**Tasks to perform:**
(A) In the post on adaptive learning in higher education, what was the initial design criteria point for learning management systems?
(B) Retype the post on adaptive learning in higher education from "Adaptive Learning in" up to and including "the coming weeks.".

**Page:**
Adaptive Learning in Higher Education is Here – Maybe

The “Black Swan”moment for personalized learning is happening around us, after decades of growing sophistication in computing and years of tinkering by academics and the private sector. As the metaphor suggests, the advent of real, effective individualized learning systems in education may come as a surprise. But in order to realize the true potential and promise, R&D collaboration between the research community, higher education and the private sector can get us over the tipping point. While it’s essential forthat collaboration happen, I’ll use this first post to set up the context and start the conversation. More will follow here in the coming weeks.

Also called personalized learning or machine learning, the idea that algorithms, data and processors can optimize knowledge acquisition for individual learning styles has been around for some time. It has intensified since the gradual adoption in the early 2000s of learning management systems (LMS), which were highly successful in enabling the administration of learning, but less so in enabling learning itself.  The initial design criteria point for LMS design had fundamentally been undergraduate education.

But with the explosion of online content for formal and informal learning, the undergraduate population now represents only a small percentage of the total learner market. With the rapid globalization and consumerization of traditional digital learning  non-traditional education consumers have now become the vast majority and in a world of rapidly developing data science, the education market, and the increasingly diversified learners it serves, has a prime opportunity to innovate in profoundly new ways.

**Record excerpts:**
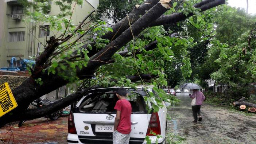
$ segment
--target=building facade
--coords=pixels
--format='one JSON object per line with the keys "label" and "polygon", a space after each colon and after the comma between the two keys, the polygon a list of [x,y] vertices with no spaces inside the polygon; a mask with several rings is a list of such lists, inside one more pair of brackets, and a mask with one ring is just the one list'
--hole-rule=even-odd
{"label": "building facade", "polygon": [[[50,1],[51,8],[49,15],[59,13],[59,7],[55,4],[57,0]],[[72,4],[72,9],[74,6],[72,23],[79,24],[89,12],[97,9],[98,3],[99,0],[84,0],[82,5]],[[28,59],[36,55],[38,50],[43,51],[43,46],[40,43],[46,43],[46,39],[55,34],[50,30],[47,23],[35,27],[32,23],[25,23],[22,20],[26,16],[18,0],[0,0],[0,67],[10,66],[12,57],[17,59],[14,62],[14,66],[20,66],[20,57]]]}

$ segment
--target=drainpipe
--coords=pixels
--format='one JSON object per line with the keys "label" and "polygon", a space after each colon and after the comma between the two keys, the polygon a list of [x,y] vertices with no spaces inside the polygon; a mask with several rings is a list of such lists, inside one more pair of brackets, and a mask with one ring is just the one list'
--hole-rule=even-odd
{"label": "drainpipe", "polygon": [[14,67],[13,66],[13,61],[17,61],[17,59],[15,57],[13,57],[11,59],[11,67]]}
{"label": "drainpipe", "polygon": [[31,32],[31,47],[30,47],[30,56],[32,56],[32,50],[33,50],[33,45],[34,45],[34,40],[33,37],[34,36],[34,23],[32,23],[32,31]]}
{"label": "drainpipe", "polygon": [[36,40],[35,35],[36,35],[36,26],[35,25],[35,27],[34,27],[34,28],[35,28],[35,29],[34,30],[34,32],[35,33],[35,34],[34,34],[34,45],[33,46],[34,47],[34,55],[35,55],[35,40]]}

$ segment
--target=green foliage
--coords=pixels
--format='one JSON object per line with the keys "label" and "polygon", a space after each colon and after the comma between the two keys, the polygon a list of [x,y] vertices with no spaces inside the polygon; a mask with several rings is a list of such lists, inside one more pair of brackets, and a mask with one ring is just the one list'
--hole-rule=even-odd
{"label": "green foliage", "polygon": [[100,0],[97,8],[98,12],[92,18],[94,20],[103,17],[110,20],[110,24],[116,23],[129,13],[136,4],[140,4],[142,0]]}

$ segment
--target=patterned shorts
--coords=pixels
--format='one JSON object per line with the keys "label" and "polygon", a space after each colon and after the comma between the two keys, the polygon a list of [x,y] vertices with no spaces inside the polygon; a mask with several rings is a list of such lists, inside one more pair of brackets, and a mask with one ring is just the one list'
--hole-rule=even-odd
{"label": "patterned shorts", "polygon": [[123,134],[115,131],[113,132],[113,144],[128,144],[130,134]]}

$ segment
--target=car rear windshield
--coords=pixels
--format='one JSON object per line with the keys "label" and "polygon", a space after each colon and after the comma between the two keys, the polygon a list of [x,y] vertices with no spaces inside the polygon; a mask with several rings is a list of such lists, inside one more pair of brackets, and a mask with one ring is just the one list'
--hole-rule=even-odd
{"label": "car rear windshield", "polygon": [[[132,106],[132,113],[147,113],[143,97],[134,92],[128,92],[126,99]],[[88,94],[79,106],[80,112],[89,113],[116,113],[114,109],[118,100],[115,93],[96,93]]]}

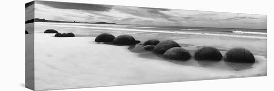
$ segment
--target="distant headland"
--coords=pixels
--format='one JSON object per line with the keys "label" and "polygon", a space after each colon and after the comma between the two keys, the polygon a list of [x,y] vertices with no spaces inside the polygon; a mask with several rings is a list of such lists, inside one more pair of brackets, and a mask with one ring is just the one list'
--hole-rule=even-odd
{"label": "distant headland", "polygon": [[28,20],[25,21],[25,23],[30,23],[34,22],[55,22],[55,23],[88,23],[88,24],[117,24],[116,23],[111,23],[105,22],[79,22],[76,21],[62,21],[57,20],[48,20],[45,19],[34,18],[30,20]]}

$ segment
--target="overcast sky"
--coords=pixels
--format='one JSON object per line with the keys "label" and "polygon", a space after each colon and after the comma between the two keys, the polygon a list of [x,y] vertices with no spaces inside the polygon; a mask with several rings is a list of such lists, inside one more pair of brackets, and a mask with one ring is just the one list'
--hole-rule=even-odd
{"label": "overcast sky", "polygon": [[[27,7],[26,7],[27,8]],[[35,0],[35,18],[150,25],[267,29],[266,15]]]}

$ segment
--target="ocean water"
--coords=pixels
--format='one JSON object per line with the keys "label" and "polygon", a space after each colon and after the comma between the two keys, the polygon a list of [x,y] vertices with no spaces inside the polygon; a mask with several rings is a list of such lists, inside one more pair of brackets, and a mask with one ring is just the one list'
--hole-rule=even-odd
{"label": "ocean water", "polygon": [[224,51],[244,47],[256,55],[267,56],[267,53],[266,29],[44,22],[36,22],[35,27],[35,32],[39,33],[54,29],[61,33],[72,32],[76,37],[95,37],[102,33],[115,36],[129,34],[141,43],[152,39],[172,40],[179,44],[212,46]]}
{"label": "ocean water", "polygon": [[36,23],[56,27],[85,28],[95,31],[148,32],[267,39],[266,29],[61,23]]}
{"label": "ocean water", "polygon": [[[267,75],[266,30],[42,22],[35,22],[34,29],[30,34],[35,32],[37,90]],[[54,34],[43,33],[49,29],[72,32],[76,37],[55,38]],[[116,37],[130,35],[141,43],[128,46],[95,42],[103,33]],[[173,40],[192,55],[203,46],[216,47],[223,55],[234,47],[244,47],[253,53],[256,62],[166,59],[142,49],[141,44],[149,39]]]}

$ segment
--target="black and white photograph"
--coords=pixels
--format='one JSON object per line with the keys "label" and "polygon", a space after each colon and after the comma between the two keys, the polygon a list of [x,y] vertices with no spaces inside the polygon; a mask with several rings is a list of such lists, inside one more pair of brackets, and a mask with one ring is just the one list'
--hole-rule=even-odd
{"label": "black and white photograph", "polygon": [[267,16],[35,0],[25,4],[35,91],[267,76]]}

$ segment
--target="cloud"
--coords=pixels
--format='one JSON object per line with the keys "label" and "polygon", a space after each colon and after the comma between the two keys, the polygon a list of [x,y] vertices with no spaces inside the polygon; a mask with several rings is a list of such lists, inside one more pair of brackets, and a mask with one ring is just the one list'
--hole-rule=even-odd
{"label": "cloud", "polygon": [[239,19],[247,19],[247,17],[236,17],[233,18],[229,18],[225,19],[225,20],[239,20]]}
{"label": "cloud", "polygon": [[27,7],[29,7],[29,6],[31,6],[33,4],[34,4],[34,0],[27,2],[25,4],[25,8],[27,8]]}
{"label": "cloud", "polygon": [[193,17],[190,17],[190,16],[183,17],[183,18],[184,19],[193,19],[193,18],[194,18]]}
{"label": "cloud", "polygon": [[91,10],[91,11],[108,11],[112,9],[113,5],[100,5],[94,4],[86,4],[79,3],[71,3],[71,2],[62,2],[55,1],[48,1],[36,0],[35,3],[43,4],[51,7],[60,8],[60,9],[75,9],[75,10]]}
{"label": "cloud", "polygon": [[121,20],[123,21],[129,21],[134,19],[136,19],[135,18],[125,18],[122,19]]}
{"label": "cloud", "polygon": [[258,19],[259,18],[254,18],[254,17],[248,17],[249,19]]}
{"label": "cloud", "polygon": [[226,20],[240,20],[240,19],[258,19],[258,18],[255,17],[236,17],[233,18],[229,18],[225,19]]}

---

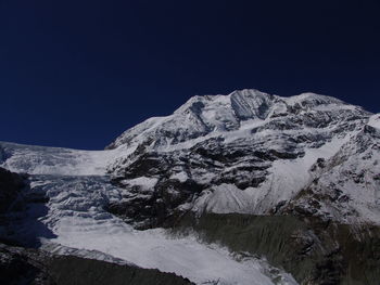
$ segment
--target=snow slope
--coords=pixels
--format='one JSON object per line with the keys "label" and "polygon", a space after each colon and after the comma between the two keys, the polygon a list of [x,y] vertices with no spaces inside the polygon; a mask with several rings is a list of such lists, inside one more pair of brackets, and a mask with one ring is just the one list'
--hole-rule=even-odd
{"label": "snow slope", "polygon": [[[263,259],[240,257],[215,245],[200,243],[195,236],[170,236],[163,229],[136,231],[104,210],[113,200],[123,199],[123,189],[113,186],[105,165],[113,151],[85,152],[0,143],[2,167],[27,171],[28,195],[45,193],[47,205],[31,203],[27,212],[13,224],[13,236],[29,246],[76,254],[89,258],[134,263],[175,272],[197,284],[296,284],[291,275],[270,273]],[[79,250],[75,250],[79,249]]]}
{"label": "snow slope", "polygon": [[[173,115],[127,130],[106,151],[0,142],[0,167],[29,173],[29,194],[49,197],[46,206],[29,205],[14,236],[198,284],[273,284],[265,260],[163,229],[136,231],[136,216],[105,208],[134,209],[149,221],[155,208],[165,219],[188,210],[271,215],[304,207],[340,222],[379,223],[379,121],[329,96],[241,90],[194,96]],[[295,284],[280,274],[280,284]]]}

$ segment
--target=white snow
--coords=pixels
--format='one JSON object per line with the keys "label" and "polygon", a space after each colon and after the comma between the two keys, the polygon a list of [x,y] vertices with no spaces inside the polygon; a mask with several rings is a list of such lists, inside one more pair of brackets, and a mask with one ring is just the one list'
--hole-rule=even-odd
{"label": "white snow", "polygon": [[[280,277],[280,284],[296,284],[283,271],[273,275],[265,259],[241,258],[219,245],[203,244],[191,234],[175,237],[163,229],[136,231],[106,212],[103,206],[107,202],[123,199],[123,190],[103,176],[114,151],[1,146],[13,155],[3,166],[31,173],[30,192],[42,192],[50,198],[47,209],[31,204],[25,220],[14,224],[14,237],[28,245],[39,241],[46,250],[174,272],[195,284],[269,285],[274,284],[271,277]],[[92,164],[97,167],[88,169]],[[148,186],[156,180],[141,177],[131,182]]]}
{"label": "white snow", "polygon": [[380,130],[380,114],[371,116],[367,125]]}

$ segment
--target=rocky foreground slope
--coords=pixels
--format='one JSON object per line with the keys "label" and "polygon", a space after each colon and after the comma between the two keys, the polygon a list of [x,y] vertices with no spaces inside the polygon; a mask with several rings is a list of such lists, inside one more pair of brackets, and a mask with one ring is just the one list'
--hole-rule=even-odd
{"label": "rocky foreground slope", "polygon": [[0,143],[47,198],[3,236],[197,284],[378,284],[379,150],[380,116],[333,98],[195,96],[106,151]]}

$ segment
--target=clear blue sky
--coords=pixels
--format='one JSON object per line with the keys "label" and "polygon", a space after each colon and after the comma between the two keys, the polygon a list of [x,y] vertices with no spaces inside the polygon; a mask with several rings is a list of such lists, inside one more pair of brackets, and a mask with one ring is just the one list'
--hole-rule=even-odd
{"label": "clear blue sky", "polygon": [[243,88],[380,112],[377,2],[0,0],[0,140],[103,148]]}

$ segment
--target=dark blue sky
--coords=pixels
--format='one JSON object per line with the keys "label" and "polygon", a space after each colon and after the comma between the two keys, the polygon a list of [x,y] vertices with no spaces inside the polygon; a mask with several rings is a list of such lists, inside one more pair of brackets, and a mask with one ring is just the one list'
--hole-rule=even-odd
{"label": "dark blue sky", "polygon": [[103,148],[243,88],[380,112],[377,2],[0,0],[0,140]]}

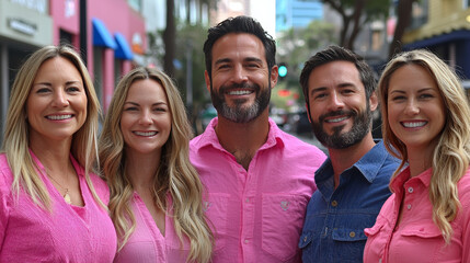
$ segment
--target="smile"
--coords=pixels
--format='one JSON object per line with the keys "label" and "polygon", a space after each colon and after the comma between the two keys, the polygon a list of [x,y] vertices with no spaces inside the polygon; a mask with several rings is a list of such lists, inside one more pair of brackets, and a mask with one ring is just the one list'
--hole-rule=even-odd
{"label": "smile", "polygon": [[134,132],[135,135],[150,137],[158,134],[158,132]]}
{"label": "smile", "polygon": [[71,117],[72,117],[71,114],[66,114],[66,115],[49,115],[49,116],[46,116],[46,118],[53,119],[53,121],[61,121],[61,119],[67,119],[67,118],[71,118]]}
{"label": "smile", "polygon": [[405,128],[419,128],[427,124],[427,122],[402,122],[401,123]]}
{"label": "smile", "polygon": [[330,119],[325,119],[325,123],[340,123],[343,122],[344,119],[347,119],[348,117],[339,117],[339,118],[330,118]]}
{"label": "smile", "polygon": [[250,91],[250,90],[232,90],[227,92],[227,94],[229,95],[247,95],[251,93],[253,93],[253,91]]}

**Answers for the tasks:**
(A) Undergraduate education.

(B)
Adaptive Learning in Higher Education is Here – Maybe

The “Black Swan”moment for personalized learning is happening around us, after decades of growing sophistication in computing and years of tinkering by academics and the private sector. As the metaphor suggests, the advent of real, effective individualized learning systems in education may come as a surprise. But in order to realize the true potential and promise, R&D collaboration between the research community, higher education and the private sector can get us over the tipping point. While it’s essential forthat collaboration happen, I’ll use this first post to set up the context and start the conversation. More will follow here in the coming weeks.